- _Work request_
Which lines of the entries below include "water"? List them all.

- _Provided data_
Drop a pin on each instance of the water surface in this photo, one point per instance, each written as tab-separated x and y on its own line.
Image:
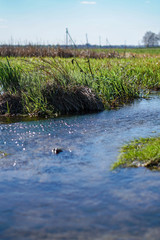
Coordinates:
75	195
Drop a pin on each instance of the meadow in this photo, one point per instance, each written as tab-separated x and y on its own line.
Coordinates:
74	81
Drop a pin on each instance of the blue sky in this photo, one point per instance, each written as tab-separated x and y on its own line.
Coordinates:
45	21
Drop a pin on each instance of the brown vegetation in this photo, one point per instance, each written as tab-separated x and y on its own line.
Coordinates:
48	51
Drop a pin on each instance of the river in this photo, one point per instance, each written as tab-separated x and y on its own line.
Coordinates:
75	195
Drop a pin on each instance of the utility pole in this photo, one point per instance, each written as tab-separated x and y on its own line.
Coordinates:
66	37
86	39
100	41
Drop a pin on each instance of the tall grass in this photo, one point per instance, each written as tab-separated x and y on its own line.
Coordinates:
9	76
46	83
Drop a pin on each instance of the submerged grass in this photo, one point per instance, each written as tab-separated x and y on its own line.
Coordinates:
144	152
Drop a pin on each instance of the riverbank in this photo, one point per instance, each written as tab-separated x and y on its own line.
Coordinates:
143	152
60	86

--

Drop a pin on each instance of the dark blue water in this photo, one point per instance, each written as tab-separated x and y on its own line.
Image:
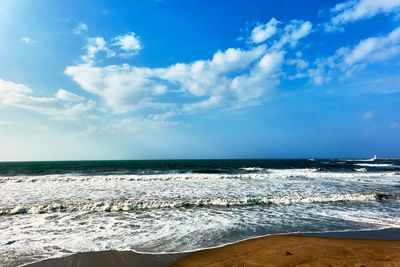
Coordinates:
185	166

- _Task solution_
Drop a pin on each instance of the water surface in this photo, one point per instance, each written as tab-separated x and y on its own line.
Drop a pin on each instance of the dark blue water in this photo, one point per instance, each written as tab-separated x and y on its own line.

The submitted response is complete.